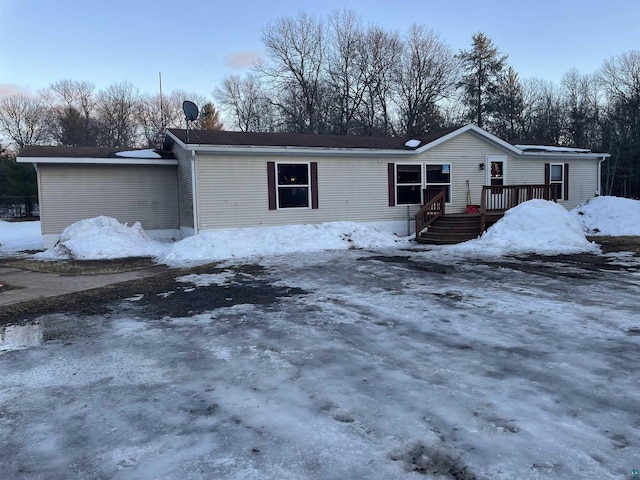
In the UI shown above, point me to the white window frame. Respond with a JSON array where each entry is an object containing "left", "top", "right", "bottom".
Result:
[
  {"left": 485, "top": 155, "right": 507, "bottom": 186},
  {"left": 275, "top": 162, "right": 311, "bottom": 210},
  {"left": 549, "top": 163, "right": 564, "bottom": 200},
  {"left": 423, "top": 162, "right": 453, "bottom": 205},
  {"left": 395, "top": 162, "right": 425, "bottom": 205}
]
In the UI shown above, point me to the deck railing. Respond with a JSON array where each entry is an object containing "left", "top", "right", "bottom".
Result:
[
  {"left": 480, "top": 184, "right": 558, "bottom": 231},
  {"left": 416, "top": 188, "right": 446, "bottom": 238}
]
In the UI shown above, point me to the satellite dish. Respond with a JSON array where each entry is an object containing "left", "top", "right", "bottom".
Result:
[
  {"left": 182, "top": 100, "right": 199, "bottom": 143},
  {"left": 182, "top": 100, "right": 199, "bottom": 122}
]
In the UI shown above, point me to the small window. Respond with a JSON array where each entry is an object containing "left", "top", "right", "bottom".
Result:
[
  {"left": 549, "top": 163, "right": 564, "bottom": 198},
  {"left": 491, "top": 162, "right": 504, "bottom": 185},
  {"left": 425, "top": 163, "right": 451, "bottom": 203},
  {"left": 277, "top": 163, "right": 310, "bottom": 208},
  {"left": 396, "top": 164, "right": 422, "bottom": 205}
]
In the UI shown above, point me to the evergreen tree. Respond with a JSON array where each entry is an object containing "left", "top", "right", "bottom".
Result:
[
  {"left": 491, "top": 67, "right": 524, "bottom": 140},
  {"left": 457, "top": 32, "right": 507, "bottom": 127}
]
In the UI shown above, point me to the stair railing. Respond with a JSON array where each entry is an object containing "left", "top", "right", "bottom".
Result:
[
  {"left": 415, "top": 188, "right": 446, "bottom": 238},
  {"left": 480, "top": 184, "right": 558, "bottom": 232}
]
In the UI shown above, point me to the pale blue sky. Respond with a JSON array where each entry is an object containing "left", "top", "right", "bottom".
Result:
[{"left": 0, "top": 0, "right": 640, "bottom": 97}]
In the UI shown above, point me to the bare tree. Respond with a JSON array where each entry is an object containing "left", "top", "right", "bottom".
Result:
[
  {"left": 323, "top": 10, "right": 367, "bottom": 135},
  {"left": 41, "top": 80, "right": 98, "bottom": 146},
  {"left": 256, "top": 13, "right": 325, "bottom": 133},
  {"left": 561, "top": 69, "right": 599, "bottom": 147},
  {"left": 135, "top": 90, "right": 207, "bottom": 148},
  {"left": 213, "top": 74, "right": 273, "bottom": 132},
  {"left": 0, "top": 95, "right": 49, "bottom": 148},
  {"left": 597, "top": 50, "right": 640, "bottom": 198},
  {"left": 358, "top": 26, "right": 402, "bottom": 135},
  {"left": 96, "top": 82, "right": 140, "bottom": 147},
  {"left": 394, "top": 24, "right": 458, "bottom": 136}
]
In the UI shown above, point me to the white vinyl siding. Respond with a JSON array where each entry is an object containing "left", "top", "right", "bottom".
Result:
[
  {"left": 38, "top": 164, "right": 178, "bottom": 234},
  {"left": 419, "top": 132, "right": 515, "bottom": 213},
  {"left": 196, "top": 132, "right": 597, "bottom": 229},
  {"left": 508, "top": 157, "right": 598, "bottom": 209}
]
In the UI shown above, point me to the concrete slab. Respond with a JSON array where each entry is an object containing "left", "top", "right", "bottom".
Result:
[{"left": 0, "top": 265, "right": 167, "bottom": 307}]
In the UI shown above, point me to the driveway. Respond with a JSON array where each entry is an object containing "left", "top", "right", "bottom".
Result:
[{"left": 0, "top": 249, "right": 640, "bottom": 480}]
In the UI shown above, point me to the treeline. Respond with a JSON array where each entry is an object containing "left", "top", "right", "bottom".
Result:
[
  {"left": 214, "top": 11, "right": 640, "bottom": 198},
  {"left": 0, "top": 10, "right": 640, "bottom": 197}
]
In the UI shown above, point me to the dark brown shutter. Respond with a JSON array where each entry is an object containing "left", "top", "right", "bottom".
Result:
[
  {"left": 544, "top": 163, "right": 553, "bottom": 200},
  {"left": 544, "top": 163, "right": 551, "bottom": 185},
  {"left": 267, "top": 162, "right": 277, "bottom": 210},
  {"left": 387, "top": 163, "right": 396, "bottom": 207},
  {"left": 311, "top": 162, "right": 318, "bottom": 209}
]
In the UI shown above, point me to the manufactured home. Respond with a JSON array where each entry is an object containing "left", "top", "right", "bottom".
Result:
[{"left": 18, "top": 125, "right": 608, "bottom": 246}]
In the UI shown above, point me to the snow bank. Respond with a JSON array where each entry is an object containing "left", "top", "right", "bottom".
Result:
[
  {"left": 447, "top": 200, "right": 600, "bottom": 255},
  {"left": 571, "top": 196, "right": 640, "bottom": 236},
  {"left": 160, "top": 222, "right": 407, "bottom": 266},
  {"left": 116, "top": 149, "right": 162, "bottom": 158},
  {"left": 36, "top": 216, "right": 407, "bottom": 266},
  {"left": 36, "top": 215, "right": 166, "bottom": 260},
  {"left": 0, "top": 220, "right": 42, "bottom": 254}
]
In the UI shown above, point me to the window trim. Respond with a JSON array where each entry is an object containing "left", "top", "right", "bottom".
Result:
[
  {"left": 423, "top": 162, "right": 453, "bottom": 205},
  {"left": 394, "top": 162, "right": 424, "bottom": 205},
  {"left": 275, "top": 162, "right": 313, "bottom": 210},
  {"left": 485, "top": 155, "right": 508, "bottom": 187},
  {"left": 549, "top": 163, "right": 565, "bottom": 200},
  {"left": 389, "top": 161, "right": 454, "bottom": 206}
]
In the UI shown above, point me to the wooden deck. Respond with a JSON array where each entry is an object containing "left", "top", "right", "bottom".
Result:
[{"left": 415, "top": 184, "right": 558, "bottom": 245}]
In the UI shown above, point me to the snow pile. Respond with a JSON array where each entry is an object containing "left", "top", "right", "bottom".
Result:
[
  {"left": 36, "top": 215, "right": 166, "bottom": 260},
  {"left": 36, "top": 216, "right": 407, "bottom": 266},
  {"left": 448, "top": 200, "right": 600, "bottom": 255},
  {"left": 116, "top": 149, "right": 162, "bottom": 158},
  {"left": 160, "top": 222, "right": 407, "bottom": 266},
  {"left": 571, "top": 196, "right": 640, "bottom": 236},
  {"left": 0, "top": 220, "right": 42, "bottom": 254}
]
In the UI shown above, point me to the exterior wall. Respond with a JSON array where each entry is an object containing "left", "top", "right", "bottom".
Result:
[
  {"left": 173, "top": 144, "right": 194, "bottom": 231},
  {"left": 189, "top": 132, "right": 597, "bottom": 235},
  {"left": 196, "top": 154, "right": 407, "bottom": 233},
  {"left": 196, "top": 129, "right": 506, "bottom": 235},
  {"left": 38, "top": 163, "right": 179, "bottom": 235},
  {"left": 416, "top": 132, "right": 516, "bottom": 213},
  {"left": 507, "top": 155, "right": 598, "bottom": 209}
]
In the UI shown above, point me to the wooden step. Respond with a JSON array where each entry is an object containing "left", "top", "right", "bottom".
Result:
[
  {"left": 416, "top": 214, "right": 481, "bottom": 245},
  {"left": 416, "top": 232, "right": 480, "bottom": 245}
]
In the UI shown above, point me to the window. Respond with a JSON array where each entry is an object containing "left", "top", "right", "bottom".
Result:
[
  {"left": 549, "top": 163, "right": 564, "bottom": 198},
  {"left": 489, "top": 161, "right": 504, "bottom": 185},
  {"left": 277, "top": 163, "right": 311, "bottom": 208},
  {"left": 425, "top": 163, "right": 451, "bottom": 203},
  {"left": 396, "top": 164, "right": 422, "bottom": 205}
]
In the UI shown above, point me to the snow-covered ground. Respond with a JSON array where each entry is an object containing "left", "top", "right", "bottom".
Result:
[
  {"left": 15, "top": 197, "right": 640, "bottom": 266},
  {"left": 0, "top": 248, "right": 640, "bottom": 480},
  {"left": 0, "top": 220, "right": 42, "bottom": 256},
  {"left": 571, "top": 193, "right": 640, "bottom": 236},
  {"left": 0, "top": 195, "right": 640, "bottom": 480}
]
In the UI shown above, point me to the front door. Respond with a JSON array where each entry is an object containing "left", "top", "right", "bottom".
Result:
[{"left": 486, "top": 155, "right": 507, "bottom": 209}]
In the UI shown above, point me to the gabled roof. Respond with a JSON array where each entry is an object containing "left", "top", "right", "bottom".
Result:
[{"left": 165, "top": 127, "right": 458, "bottom": 151}]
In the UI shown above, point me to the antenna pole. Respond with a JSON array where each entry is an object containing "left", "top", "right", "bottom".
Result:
[{"left": 158, "top": 72, "right": 165, "bottom": 134}]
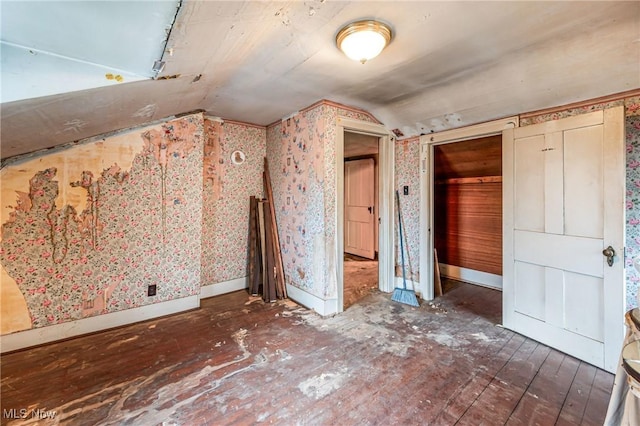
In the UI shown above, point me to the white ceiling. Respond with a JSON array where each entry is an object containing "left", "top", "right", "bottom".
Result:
[{"left": 1, "top": 0, "right": 640, "bottom": 158}]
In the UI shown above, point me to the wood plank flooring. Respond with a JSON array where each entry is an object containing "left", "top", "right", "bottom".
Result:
[
  {"left": 342, "top": 253, "right": 378, "bottom": 310},
  {"left": 1, "top": 282, "right": 613, "bottom": 425}
]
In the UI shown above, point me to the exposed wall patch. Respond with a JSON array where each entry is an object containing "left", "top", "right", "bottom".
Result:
[
  {"left": 132, "top": 104, "right": 158, "bottom": 118},
  {"left": 64, "top": 118, "right": 89, "bottom": 133}
]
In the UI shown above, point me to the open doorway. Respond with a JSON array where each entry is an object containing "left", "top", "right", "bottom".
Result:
[
  {"left": 432, "top": 134, "right": 502, "bottom": 323},
  {"left": 420, "top": 117, "right": 518, "bottom": 303},
  {"left": 334, "top": 117, "right": 395, "bottom": 312},
  {"left": 343, "top": 131, "right": 380, "bottom": 309}
]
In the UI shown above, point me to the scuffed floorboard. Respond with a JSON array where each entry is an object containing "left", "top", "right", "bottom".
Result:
[{"left": 1, "top": 283, "right": 613, "bottom": 425}]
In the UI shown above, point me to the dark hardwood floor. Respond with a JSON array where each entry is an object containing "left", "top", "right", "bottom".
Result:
[
  {"left": 342, "top": 253, "right": 378, "bottom": 310},
  {"left": 1, "top": 283, "right": 613, "bottom": 425}
]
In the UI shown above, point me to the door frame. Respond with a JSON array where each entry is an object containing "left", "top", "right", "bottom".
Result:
[
  {"left": 420, "top": 116, "right": 519, "bottom": 300},
  {"left": 335, "top": 117, "right": 395, "bottom": 312},
  {"left": 343, "top": 157, "right": 379, "bottom": 260}
]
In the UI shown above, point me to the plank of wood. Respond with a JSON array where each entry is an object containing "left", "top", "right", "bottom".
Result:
[
  {"left": 460, "top": 340, "right": 550, "bottom": 425},
  {"left": 262, "top": 201, "right": 277, "bottom": 302},
  {"left": 433, "top": 135, "right": 502, "bottom": 181},
  {"left": 258, "top": 200, "right": 267, "bottom": 291},
  {"left": 249, "top": 195, "right": 260, "bottom": 294},
  {"left": 434, "top": 176, "right": 502, "bottom": 185},
  {"left": 507, "top": 350, "right": 580, "bottom": 425},
  {"left": 434, "top": 182, "right": 502, "bottom": 275},
  {"left": 433, "top": 249, "right": 442, "bottom": 296},
  {"left": 263, "top": 157, "right": 287, "bottom": 298},
  {"left": 556, "top": 362, "right": 597, "bottom": 426}
]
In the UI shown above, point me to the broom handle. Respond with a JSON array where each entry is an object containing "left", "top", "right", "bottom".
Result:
[{"left": 396, "top": 189, "right": 407, "bottom": 290}]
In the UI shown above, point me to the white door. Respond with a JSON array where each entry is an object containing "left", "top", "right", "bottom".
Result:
[
  {"left": 344, "top": 158, "right": 375, "bottom": 259},
  {"left": 503, "top": 107, "right": 625, "bottom": 371}
]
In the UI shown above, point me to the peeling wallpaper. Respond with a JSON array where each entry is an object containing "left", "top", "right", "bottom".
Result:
[
  {"left": 202, "top": 118, "right": 266, "bottom": 286},
  {"left": 0, "top": 114, "right": 203, "bottom": 334},
  {"left": 393, "top": 138, "right": 420, "bottom": 282},
  {"left": 625, "top": 98, "right": 640, "bottom": 309},
  {"left": 267, "top": 102, "right": 375, "bottom": 299},
  {"left": 395, "top": 97, "right": 640, "bottom": 309}
]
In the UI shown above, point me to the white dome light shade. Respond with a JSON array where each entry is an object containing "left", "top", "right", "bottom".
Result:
[{"left": 336, "top": 21, "right": 391, "bottom": 64}]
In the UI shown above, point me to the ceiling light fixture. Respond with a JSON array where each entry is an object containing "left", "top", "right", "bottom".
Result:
[{"left": 336, "top": 20, "right": 392, "bottom": 64}]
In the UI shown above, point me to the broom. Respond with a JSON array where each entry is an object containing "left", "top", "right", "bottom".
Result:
[{"left": 391, "top": 190, "right": 420, "bottom": 306}]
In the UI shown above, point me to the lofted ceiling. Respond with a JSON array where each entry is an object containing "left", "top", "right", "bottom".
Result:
[{"left": 0, "top": 0, "right": 640, "bottom": 158}]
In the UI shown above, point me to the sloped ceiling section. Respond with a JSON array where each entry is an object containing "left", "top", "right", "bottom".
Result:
[
  {"left": 0, "top": 1, "right": 179, "bottom": 103},
  {"left": 1, "top": 0, "right": 640, "bottom": 158}
]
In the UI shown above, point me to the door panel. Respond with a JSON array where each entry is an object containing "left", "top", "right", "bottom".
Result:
[
  {"left": 564, "top": 126, "right": 604, "bottom": 238},
  {"left": 503, "top": 107, "right": 624, "bottom": 371},
  {"left": 514, "top": 262, "right": 545, "bottom": 318},
  {"left": 344, "top": 158, "right": 376, "bottom": 259},
  {"left": 514, "top": 136, "right": 545, "bottom": 232}
]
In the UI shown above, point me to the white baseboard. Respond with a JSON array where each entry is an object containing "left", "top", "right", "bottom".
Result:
[
  {"left": 287, "top": 284, "right": 338, "bottom": 317},
  {"left": 439, "top": 263, "right": 502, "bottom": 290},
  {"left": 200, "top": 277, "right": 249, "bottom": 299},
  {"left": 0, "top": 295, "right": 200, "bottom": 353}
]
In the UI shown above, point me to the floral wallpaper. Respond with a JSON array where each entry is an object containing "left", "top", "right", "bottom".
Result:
[
  {"left": 394, "top": 138, "right": 420, "bottom": 282},
  {"left": 202, "top": 117, "right": 266, "bottom": 286},
  {"left": 625, "top": 98, "right": 640, "bottom": 309},
  {"left": 267, "top": 107, "right": 325, "bottom": 296},
  {"left": 0, "top": 114, "right": 203, "bottom": 333}
]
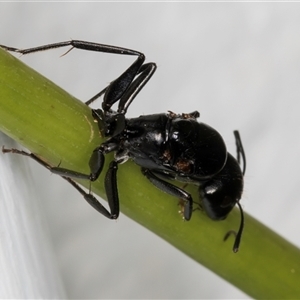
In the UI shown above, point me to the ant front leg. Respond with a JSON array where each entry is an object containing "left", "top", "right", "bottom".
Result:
[
  {"left": 142, "top": 168, "right": 193, "bottom": 221},
  {"left": 2, "top": 147, "right": 119, "bottom": 219}
]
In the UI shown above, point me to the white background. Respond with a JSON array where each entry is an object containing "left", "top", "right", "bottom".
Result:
[{"left": 0, "top": 3, "right": 300, "bottom": 299}]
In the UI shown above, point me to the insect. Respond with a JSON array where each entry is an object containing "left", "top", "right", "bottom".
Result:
[{"left": 1, "top": 40, "right": 246, "bottom": 252}]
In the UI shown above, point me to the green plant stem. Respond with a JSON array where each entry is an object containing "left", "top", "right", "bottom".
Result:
[{"left": 0, "top": 49, "right": 300, "bottom": 299}]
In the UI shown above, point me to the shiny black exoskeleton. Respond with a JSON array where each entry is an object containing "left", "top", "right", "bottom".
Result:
[{"left": 1, "top": 40, "right": 245, "bottom": 251}]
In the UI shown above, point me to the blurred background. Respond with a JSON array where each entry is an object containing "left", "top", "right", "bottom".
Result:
[{"left": 0, "top": 2, "right": 300, "bottom": 299}]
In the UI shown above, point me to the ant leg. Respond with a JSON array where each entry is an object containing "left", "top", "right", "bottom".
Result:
[
  {"left": 0, "top": 40, "right": 145, "bottom": 111},
  {"left": 142, "top": 168, "right": 193, "bottom": 221},
  {"left": 233, "top": 130, "right": 246, "bottom": 175},
  {"left": 2, "top": 147, "right": 119, "bottom": 219}
]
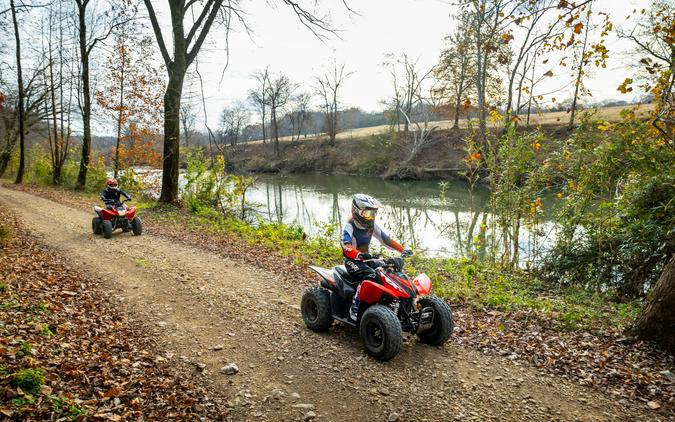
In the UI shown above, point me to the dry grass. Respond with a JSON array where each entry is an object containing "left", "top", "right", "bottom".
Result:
[{"left": 252, "top": 104, "right": 654, "bottom": 143}]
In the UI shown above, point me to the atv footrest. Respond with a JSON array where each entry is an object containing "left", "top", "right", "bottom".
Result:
[{"left": 333, "top": 315, "right": 356, "bottom": 328}]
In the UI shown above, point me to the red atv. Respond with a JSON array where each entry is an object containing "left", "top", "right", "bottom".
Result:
[
  {"left": 300, "top": 255, "right": 453, "bottom": 361},
  {"left": 91, "top": 201, "right": 143, "bottom": 239}
]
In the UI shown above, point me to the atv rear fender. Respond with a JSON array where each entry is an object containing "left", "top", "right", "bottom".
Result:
[
  {"left": 359, "top": 280, "right": 408, "bottom": 305},
  {"left": 413, "top": 273, "right": 431, "bottom": 296}
]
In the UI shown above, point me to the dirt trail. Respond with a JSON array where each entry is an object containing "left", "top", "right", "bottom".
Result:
[{"left": 0, "top": 187, "right": 655, "bottom": 421}]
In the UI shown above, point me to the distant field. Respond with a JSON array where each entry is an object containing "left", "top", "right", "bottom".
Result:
[{"left": 253, "top": 104, "right": 654, "bottom": 142}]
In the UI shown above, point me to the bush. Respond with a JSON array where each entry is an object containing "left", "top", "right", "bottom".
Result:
[{"left": 541, "top": 115, "right": 675, "bottom": 297}]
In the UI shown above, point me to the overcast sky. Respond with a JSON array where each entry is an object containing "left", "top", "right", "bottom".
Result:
[{"left": 152, "top": 0, "right": 649, "bottom": 129}]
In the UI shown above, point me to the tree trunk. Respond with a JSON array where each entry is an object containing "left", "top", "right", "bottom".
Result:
[
  {"left": 10, "top": 0, "right": 26, "bottom": 184},
  {"left": 75, "top": 1, "right": 91, "bottom": 189},
  {"left": 628, "top": 255, "right": 675, "bottom": 352},
  {"left": 113, "top": 46, "right": 126, "bottom": 178},
  {"left": 0, "top": 151, "right": 12, "bottom": 177},
  {"left": 159, "top": 67, "right": 187, "bottom": 204},
  {"left": 569, "top": 11, "right": 591, "bottom": 130}
]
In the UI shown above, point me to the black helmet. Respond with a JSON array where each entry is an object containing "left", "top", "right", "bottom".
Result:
[{"left": 352, "top": 193, "right": 382, "bottom": 229}]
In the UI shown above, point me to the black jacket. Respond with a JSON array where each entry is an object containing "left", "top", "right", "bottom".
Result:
[{"left": 101, "top": 189, "right": 131, "bottom": 204}]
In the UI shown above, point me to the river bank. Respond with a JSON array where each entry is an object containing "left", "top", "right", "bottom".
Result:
[{"left": 2, "top": 181, "right": 675, "bottom": 416}]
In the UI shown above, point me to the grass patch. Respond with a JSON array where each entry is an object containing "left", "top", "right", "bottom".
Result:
[
  {"left": 47, "top": 395, "right": 87, "bottom": 420},
  {"left": 16, "top": 340, "right": 33, "bottom": 359},
  {"left": 10, "top": 369, "right": 45, "bottom": 396}
]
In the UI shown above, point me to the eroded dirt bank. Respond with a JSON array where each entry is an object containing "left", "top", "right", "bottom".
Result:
[{"left": 0, "top": 187, "right": 662, "bottom": 421}]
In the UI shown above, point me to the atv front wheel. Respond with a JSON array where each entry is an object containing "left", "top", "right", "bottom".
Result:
[
  {"left": 359, "top": 305, "right": 403, "bottom": 361},
  {"left": 91, "top": 217, "right": 101, "bottom": 234},
  {"left": 300, "top": 287, "right": 333, "bottom": 331},
  {"left": 417, "top": 296, "right": 453, "bottom": 346},
  {"left": 131, "top": 217, "right": 143, "bottom": 236},
  {"left": 103, "top": 220, "right": 112, "bottom": 239}
]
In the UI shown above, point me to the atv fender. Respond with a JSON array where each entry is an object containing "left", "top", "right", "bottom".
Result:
[
  {"left": 413, "top": 273, "right": 431, "bottom": 296},
  {"left": 359, "top": 280, "right": 406, "bottom": 304}
]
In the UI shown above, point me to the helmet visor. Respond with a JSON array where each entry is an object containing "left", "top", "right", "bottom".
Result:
[{"left": 359, "top": 208, "right": 377, "bottom": 221}]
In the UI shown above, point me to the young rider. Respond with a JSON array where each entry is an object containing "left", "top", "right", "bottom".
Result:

● **Work to be completed**
Count the lines of the listing above that contain the word "wooden", and reply with the number alone.

● **Written answer**
2